[Object position labeling data]

┌────────

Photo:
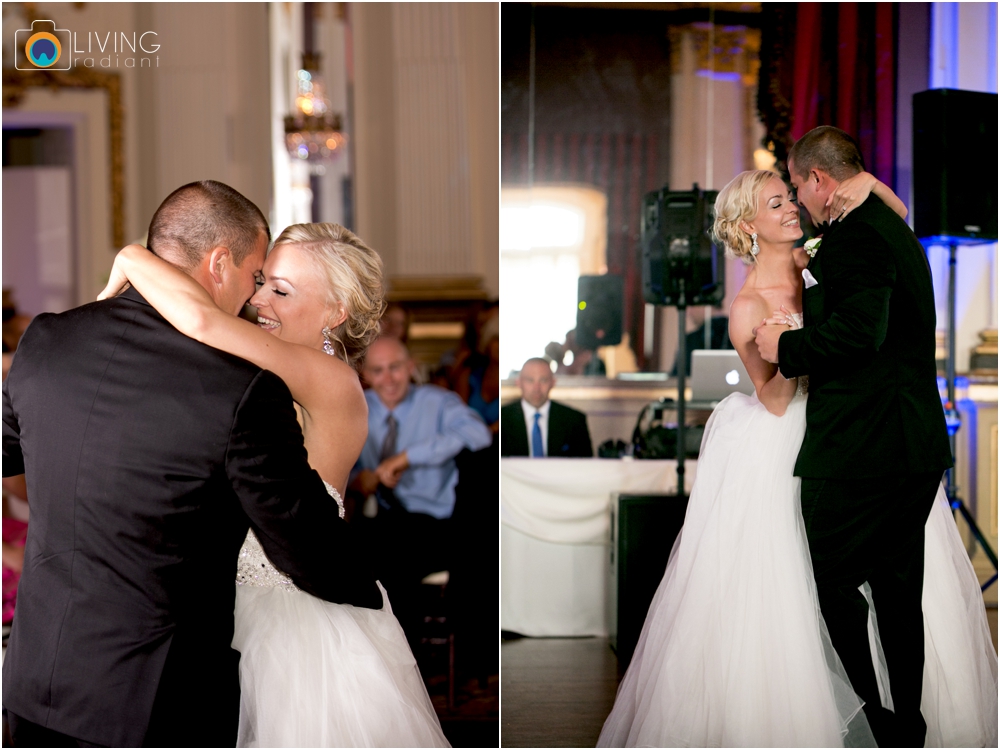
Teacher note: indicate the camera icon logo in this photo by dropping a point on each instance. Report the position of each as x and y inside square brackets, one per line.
[42, 47]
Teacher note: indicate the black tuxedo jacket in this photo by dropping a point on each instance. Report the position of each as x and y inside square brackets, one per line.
[868, 349]
[148, 455]
[568, 434]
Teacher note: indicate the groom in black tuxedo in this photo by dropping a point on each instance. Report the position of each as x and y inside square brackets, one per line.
[147, 457]
[876, 445]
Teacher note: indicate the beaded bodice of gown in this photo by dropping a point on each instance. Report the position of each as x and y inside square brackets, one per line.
[253, 567]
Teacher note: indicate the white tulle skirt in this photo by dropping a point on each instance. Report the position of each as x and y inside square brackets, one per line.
[316, 674]
[734, 651]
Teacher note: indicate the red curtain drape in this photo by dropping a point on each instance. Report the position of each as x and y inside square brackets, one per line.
[831, 64]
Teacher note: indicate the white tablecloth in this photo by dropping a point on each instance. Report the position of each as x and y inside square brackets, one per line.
[555, 527]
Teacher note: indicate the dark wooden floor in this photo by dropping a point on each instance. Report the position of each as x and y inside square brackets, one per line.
[555, 692]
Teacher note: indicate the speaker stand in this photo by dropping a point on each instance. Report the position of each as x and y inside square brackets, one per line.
[953, 419]
[681, 372]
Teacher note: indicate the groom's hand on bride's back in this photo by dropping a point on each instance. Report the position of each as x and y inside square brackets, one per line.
[766, 336]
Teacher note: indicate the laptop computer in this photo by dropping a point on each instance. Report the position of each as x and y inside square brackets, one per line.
[715, 373]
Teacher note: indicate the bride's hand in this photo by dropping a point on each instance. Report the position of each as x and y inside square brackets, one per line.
[850, 194]
[782, 317]
[117, 280]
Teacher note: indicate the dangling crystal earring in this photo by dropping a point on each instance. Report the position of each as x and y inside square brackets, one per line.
[327, 346]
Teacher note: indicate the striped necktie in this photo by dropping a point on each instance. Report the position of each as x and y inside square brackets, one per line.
[537, 447]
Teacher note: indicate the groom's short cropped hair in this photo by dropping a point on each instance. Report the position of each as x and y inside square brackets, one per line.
[201, 215]
[829, 149]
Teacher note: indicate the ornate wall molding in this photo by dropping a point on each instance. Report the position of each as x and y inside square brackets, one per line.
[15, 86]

└────────

▶ Task to carry out:
Reproduce all of the data above word for word, omitting the picture.

▶ Finished answer:
Photo:
Teacher note: indicate the camera icon logo in this photo by dropping a point on each instance. Report the position of each as x and y inside square brackets, one per line.
[42, 47]
Teacher note: indicate the black tuxedo jacket in this photo by dropping a point on each instance. Report the position of each as x and y inside square brackets, one per line.
[868, 349]
[148, 455]
[568, 434]
Teacher note: indicate the groom in black tuxedo in this photo by dropping a point on each instance. Report the position of each as x and y inside square brackets, one per line.
[147, 457]
[876, 445]
Teacher note: indicate the beaded bodice of gown in this photo by dropping a point on each instance. Report the position of each as x and y inside square brackets, one per line.
[253, 567]
Teacher note: indicate the white tulle skirt in this photo by dropping a point on each instance. Report the position of each as x and y inside square brackets, one per line.
[316, 674]
[734, 651]
Teacher note: indicate the red curtain drape in this photo by dropping a point on each instance. Report the position of each as x and y inside square brackets, one per line.
[831, 64]
Teacher note: indicate the white tablecloth in this photo by dropping a point on each instance. Report the position of each as x and y inside square brackets, one per line.
[555, 527]
Teacher note: indicate the dark wooden floor in this photo by dropping a point on each instance. Report the position of each as x and y inside square brackets, one per line.
[555, 692]
Teacher note: indicate the speaker stand in this photo by dropping a point on each instance. Report the position of each as x and y inside square brackets, one per line.
[953, 419]
[681, 372]
Teacher note: indicate the groom's hand on bride's back in this photo by dropping a point on each instance. Report the position of each as x and y inside square brackets, one per line.
[766, 336]
Teacher note: indicate the laptop computer in this photo by dropping a point on each instance. Report the position of each as x and y inside square brackets, one per line.
[715, 373]
Teacher note: indicate the bride's hand in this photo by dropping a point on each instance. Report the position of each as x and y inside square brackets, one per line.
[850, 194]
[782, 317]
[117, 280]
Teacher note: indicate the dangling crystal earring in this photo by dropping a point on each instance. Report the position of each as x and y inside square brackets, one per line.
[327, 346]
Teacher note: indicate the striped necktie in this photo by dropping a point on each instance. Report the position of each as x and y inside square brackets, one per line.
[537, 447]
Teacher note: indicate the groom's short cropped hair in this photo by dropping a point on each instance. Report the position of each as x and y inside square brackets, one per line.
[201, 215]
[829, 149]
Teacher note: indicate the ornate wall molding in this photo by dropping a point on each instance. Report the position of each as x and y inside square brackets, one per line.
[15, 86]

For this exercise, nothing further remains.